> Kaynak Metin
"""
Temmuz 2007 tarihli Bilim ve Teknik dergisinde Ç. Ü.”nden Prof. Dr. Osman Demirhan”ın yazdığı “Bizi Farklı Kılan Ne?” başlıklı bir makale yayınlandı. Söz konusu yazıda insanla şempanze arasındaki aşılamaz farklar dile getiriliyor ve bunun hangi moleküler sebepten kaynaklanmış olabileceği araştırılıyordu. Şempanzelerle insanlar arasındaki moleküler farklılıkların deşifre edildiği, tek bir protein dizilimindeki değişimin ne tip farklara sebep olduğu aktarılan yazıda, insanı insan yapan özelliklerin, şempanzelerdeki hangi “moleküler farklılık” nedeni ile olmuş olabileceği sorgulanıyordu.
Prof. Demirhan”ın söz konusu yazıda şempanzelerin farklı özelliklerine dair verdiği örnekler ve bunları oluşturan küçük moleküler farklılıklar, önemli bir gerçeğin anlaşılması açısından dikkat çekicidir. Bazı canlılar aynı genlere sahip olmalarına rağmen, bu genler arasındaki aminoasit dizilim farklılığı, canlılardan birine yeni bir özellik verirken, diğerine vermemektedir. Demirhan”ın yazısında çeşitli örneklerle belirttiği bu konu, moleküler düzeyde gerçekleşen herhangi bir tesadüfi olayın, söz konusu sisteme ne kadar zarar vereceğini görebilmek açısından oldukça anlamlıdır. Tesadüfi olaylar sonucunda bir evrim yaşandığı iddiasının geçersizliği bir Darwinist yayında tekrar delillendirilmiş olmaktadır.
"""
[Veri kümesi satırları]
"""
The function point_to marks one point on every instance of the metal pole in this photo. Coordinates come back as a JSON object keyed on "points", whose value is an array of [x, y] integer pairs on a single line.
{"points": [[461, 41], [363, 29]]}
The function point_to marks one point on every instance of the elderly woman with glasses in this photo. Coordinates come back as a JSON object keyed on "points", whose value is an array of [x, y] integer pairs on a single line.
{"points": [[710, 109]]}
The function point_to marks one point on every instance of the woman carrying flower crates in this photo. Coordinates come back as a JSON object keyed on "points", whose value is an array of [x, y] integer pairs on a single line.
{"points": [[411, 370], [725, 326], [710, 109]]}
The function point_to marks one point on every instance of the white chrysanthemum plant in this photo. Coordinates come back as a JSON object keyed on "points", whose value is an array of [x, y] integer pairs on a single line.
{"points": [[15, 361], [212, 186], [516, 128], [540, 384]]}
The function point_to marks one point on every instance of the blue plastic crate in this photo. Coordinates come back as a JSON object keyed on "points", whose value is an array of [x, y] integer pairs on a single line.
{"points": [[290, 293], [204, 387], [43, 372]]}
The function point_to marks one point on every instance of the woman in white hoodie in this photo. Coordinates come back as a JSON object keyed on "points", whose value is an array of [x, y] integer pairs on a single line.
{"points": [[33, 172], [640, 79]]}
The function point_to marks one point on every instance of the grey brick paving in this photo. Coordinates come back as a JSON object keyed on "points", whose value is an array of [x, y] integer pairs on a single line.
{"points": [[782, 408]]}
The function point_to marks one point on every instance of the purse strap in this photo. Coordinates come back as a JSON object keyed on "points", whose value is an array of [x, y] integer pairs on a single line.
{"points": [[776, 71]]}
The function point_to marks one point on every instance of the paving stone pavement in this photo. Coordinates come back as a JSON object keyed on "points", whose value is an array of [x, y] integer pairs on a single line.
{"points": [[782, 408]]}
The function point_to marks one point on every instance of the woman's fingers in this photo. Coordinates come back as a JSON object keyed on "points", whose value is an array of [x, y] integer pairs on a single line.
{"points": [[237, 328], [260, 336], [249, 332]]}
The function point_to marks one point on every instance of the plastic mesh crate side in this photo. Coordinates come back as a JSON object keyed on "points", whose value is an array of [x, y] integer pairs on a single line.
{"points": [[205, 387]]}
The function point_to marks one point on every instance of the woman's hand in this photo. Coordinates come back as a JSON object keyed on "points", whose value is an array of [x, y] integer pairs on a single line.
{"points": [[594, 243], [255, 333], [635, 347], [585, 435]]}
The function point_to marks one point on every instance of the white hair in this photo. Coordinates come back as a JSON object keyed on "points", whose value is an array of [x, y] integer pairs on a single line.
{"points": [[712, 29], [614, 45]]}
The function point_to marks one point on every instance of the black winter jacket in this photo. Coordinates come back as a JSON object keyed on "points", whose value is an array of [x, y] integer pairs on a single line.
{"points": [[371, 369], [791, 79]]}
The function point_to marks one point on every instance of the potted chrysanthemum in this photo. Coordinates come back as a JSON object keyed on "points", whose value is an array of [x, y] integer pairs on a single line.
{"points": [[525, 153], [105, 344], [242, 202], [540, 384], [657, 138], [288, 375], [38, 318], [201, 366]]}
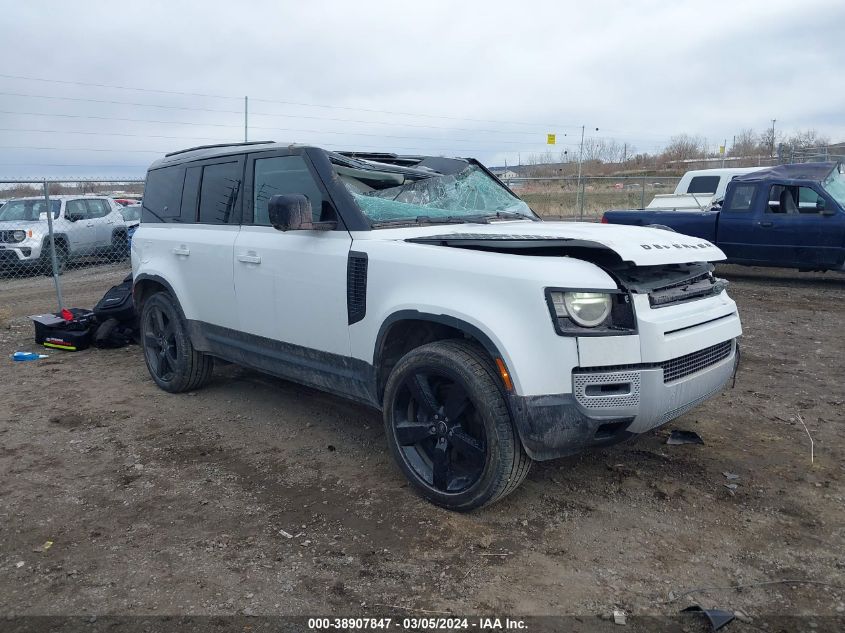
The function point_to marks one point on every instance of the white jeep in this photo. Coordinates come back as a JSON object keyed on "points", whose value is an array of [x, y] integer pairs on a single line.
{"points": [[424, 287], [82, 226]]}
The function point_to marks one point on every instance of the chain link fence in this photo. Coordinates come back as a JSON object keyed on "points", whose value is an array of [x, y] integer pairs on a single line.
{"points": [[70, 233], [569, 198]]}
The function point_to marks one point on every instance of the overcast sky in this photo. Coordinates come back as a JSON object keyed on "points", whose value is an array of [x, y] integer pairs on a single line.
{"points": [[487, 79]]}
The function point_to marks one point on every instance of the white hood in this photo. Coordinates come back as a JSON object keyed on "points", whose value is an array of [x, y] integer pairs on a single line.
{"points": [[641, 246]]}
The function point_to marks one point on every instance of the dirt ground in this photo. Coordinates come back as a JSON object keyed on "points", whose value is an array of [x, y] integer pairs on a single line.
{"points": [[257, 496]]}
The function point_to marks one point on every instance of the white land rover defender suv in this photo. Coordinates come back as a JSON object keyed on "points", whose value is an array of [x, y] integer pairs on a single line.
{"points": [[82, 226], [424, 287]]}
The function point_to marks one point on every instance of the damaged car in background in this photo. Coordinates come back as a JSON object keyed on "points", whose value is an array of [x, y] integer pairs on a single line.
{"points": [[424, 287]]}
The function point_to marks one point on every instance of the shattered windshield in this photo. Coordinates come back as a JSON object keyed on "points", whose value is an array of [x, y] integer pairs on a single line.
{"points": [[835, 186], [468, 194]]}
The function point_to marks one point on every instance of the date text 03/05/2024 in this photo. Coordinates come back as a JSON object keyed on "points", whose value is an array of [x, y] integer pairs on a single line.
{"points": [[417, 624]]}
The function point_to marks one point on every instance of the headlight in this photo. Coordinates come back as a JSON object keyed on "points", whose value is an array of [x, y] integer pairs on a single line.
{"points": [[587, 309]]}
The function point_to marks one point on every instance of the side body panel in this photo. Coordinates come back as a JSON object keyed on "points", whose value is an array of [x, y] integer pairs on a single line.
{"points": [[505, 301], [197, 261]]}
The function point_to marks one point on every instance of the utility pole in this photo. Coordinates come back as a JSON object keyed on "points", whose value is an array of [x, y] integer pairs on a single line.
{"points": [[580, 162], [773, 138]]}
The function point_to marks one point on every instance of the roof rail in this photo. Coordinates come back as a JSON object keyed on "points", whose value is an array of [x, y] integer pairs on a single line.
{"points": [[191, 149]]}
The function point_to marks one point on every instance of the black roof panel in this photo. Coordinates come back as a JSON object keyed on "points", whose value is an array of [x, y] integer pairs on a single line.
{"points": [[815, 172]]}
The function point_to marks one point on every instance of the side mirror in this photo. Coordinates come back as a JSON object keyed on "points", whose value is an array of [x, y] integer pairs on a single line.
{"points": [[290, 212]]}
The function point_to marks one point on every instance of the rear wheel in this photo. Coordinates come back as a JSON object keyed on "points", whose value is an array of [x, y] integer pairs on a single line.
{"points": [[171, 359], [448, 426]]}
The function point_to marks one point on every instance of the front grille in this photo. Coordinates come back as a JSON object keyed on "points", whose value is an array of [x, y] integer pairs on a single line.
{"points": [[695, 288], [674, 368], [678, 368], [631, 398]]}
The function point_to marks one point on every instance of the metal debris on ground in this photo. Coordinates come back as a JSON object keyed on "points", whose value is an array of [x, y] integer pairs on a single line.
{"points": [[684, 437], [716, 617]]}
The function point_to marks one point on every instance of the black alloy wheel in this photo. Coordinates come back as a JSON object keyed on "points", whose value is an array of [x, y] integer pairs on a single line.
{"points": [[449, 428], [171, 359], [438, 430]]}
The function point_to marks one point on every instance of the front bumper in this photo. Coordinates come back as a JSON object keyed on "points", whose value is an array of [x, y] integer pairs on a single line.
{"points": [[17, 254], [611, 404]]}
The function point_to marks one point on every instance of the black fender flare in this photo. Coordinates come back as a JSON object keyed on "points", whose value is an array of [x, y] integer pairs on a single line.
{"points": [[441, 319]]}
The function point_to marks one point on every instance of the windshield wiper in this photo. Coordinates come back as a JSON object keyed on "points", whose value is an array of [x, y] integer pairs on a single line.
{"points": [[508, 215], [427, 219]]}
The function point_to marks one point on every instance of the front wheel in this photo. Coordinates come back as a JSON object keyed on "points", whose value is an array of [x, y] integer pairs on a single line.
{"points": [[171, 359], [448, 426]]}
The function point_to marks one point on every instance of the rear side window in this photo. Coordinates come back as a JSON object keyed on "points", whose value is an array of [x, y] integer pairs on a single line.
{"points": [[97, 208], [221, 184], [162, 194], [703, 184], [77, 208], [282, 175], [740, 199], [191, 194]]}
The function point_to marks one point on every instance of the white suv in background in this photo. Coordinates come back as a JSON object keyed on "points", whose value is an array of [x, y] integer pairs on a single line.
{"points": [[82, 225], [424, 287]]}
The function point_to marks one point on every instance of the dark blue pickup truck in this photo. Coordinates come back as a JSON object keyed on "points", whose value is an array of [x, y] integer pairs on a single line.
{"points": [[791, 216]]}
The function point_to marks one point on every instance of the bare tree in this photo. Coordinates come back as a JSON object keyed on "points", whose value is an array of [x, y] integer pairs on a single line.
{"points": [[683, 147], [745, 143]]}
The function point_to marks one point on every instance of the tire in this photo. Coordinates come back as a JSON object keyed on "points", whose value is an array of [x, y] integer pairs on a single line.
{"points": [[171, 359], [449, 428], [45, 261]]}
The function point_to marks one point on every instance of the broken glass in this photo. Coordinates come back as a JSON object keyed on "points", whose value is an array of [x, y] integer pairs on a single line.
{"points": [[470, 193]]}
"""
> Görev A
Kaynak metne göre "Bizi Farklı Kılan Ne?" başlıklı makale hangi dergide ve hangi tarihte yayınlandı?
> Görev B
Kaynak metindeki "Temmuz 2007 tarihli" ifadesinden "olmuş olabileceği sorgulanıyordu." ifadesine kadar olan bölümü aynen kopyalayın.

> Görev Yanıtı A
Temmuz 2007 tarihli Bilim ve Teknik dergisinde yayınlandı.

> Görev Yanıtı B
Temmuz 2007 tarihli Bilim ve Teknik dergisinde Ç. Ü.”nden Prof. Dr. Osman Demirhan”ın yazdığı “Bizi Farklı Kılan Ne?” başlıklı bir makale yayınlandı. Söz konusu yazıda insanla şempanze arasındaki aşılamaz farklar dile getiriliyor ve bunun hangi moleküler sebepten kaynaklanmış olabileceği araştırılıyordu. Şempanzelerle insanlar arasındaki moleküler farklılıkların deşifre edildiği, tek bir protein dizilimindeki değişimin ne tip farklara sebep olduğu aktarılan yazıda, insanı insan yapan özelliklerin, şempanzelerdeki hangi “moleküler farklılık” nedeni ile olmuş olabileceği sorgulanıyordu.